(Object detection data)

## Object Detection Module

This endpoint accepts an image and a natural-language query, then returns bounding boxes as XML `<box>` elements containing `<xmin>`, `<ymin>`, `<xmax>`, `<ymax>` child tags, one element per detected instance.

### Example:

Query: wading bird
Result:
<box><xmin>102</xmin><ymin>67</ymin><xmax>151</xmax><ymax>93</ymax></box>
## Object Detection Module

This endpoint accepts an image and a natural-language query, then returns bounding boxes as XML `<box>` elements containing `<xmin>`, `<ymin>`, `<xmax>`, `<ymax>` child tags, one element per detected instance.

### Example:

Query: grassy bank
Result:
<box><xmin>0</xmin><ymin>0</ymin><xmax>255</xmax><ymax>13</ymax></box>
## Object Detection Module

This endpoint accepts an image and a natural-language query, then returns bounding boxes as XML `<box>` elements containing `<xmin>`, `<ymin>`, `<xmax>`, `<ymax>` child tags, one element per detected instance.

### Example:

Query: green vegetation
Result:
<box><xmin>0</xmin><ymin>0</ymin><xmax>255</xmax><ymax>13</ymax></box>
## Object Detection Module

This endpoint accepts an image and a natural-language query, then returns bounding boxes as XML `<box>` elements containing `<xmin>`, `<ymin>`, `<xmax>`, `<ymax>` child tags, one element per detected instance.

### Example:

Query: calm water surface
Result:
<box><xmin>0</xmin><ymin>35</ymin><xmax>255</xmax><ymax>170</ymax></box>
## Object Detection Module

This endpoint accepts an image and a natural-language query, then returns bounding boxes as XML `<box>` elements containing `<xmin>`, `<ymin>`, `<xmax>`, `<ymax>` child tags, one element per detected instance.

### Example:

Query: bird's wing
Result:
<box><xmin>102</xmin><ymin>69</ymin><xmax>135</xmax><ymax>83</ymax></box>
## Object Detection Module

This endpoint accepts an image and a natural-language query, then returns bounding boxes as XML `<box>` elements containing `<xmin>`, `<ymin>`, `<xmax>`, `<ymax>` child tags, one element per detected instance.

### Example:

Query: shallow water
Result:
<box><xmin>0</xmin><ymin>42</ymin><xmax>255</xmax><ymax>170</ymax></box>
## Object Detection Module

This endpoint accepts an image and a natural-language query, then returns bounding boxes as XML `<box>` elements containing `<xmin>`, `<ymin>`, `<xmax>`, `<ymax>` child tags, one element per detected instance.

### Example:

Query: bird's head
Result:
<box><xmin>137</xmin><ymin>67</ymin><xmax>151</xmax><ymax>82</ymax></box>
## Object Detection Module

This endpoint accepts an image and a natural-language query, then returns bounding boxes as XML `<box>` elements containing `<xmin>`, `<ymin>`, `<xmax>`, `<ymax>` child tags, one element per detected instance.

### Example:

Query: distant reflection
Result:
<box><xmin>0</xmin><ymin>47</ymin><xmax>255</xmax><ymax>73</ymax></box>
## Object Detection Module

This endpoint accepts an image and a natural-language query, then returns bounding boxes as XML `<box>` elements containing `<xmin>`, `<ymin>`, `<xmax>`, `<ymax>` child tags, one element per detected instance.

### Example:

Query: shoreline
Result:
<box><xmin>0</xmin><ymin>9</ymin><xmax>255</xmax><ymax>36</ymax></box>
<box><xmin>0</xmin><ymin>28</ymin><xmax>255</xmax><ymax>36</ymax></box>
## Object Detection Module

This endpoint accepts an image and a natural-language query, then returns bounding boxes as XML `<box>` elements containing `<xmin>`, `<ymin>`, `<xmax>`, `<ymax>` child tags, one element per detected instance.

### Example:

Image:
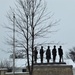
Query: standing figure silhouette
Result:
<box><xmin>52</xmin><ymin>46</ymin><xmax>57</xmax><ymax>62</ymax></box>
<box><xmin>46</xmin><ymin>46</ymin><xmax>51</xmax><ymax>63</ymax></box>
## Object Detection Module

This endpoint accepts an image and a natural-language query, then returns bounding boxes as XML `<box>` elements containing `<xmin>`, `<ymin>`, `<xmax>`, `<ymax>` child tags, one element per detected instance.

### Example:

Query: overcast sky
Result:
<box><xmin>0</xmin><ymin>0</ymin><xmax>75</xmax><ymax>62</ymax></box>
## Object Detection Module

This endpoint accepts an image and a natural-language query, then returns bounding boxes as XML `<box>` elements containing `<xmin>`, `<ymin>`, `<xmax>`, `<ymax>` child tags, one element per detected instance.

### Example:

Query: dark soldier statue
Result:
<box><xmin>34</xmin><ymin>47</ymin><xmax>38</xmax><ymax>63</ymax></box>
<box><xmin>52</xmin><ymin>46</ymin><xmax>57</xmax><ymax>62</ymax></box>
<box><xmin>58</xmin><ymin>46</ymin><xmax>63</xmax><ymax>62</ymax></box>
<box><xmin>46</xmin><ymin>46</ymin><xmax>51</xmax><ymax>63</ymax></box>
<box><xmin>40</xmin><ymin>46</ymin><xmax>44</xmax><ymax>63</ymax></box>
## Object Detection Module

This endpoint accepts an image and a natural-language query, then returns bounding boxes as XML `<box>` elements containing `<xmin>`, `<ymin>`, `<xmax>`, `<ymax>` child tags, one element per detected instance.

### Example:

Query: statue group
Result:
<box><xmin>34</xmin><ymin>45</ymin><xmax>63</xmax><ymax>63</ymax></box>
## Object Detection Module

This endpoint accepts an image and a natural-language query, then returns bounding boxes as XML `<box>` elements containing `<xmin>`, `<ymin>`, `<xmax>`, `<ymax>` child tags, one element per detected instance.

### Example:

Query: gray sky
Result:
<box><xmin>0</xmin><ymin>0</ymin><xmax>75</xmax><ymax>59</ymax></box>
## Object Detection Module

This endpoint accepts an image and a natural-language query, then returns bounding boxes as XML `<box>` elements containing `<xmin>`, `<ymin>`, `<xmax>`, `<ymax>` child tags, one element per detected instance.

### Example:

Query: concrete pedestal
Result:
<box><xmin>33</xmin><ymin>64</ymin><xmax>73</xmax><ymax>75</ymax></box>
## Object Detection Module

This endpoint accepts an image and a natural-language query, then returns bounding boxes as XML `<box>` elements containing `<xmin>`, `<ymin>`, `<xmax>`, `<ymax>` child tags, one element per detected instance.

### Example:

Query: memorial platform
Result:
<box><xmin>33</xmin><ymin>62</ymin><xmax>73</xmax><ymax>75</ymax></box>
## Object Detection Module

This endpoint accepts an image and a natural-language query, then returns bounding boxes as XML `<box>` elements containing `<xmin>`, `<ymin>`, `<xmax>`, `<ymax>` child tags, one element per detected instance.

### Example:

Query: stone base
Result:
<box><xmin>33</xmin><ymin>64</ymin><xmax>73</xmax><ymax>75</ymax></box>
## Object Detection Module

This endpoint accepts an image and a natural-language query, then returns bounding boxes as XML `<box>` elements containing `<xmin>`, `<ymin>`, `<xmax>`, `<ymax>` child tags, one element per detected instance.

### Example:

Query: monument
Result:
<box><xmin>33</xmin><ymin>46</ymin><xmax>73</xmax><ymax>75</ymax></box>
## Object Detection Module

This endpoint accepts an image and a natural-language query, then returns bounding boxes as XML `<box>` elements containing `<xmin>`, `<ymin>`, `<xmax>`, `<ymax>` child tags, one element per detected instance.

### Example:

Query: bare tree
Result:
<box><xmin>7</xmin><ymin>0</ymin><xmax>58</xmax><ymax>75</ymax></box>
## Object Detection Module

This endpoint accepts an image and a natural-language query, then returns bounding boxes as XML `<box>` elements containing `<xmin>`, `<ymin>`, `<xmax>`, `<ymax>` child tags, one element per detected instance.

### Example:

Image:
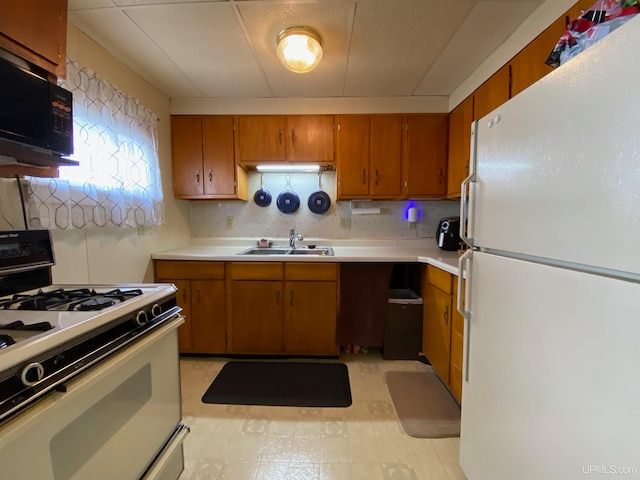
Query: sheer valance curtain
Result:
<box><xmin>27</xmin><ymin>59</ymin><xmax>164</xmax><ymax>229</ymax></box>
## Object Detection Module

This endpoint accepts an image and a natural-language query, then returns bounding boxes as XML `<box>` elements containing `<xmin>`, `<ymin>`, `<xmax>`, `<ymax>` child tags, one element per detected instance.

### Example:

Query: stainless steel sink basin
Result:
<box><xmin>236</xmin><ymin>247</ymin><xmax>291</xmax><ymax>255</ymax></box>
<box><xmin>236</xmin><ymin>246</ymin><xmax>333</xmax><ymax>256</ymax></box>
<box><xmin>288</xmin><ymin>247</ymin><xmax>333</xmax><ymax>256</ymax></box>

## EXERCISE
Pick out every line in the records that contains the word "bird" and copy those lines. Case counts.

## RESPONSE TO THE EXERCISE
Query: wading bird
Query: bird's wing
Query: bird's head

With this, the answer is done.